■ **Dataset excerpt**
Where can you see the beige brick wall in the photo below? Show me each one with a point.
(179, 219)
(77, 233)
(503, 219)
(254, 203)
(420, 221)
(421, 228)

■ **What is expected**
Give every line of the items above as a JSON list of strings, with one string per line and no blank lines.

■ **Reply**
[
  "Where can you see the beige brick wall in the photo below? Show me each one with a point.",
  "(179, 219)",
  "(77, 233)",
  "(503, 219)",
  "(254, 203)",
  "(420, 221)",
  "(421, 228)"
]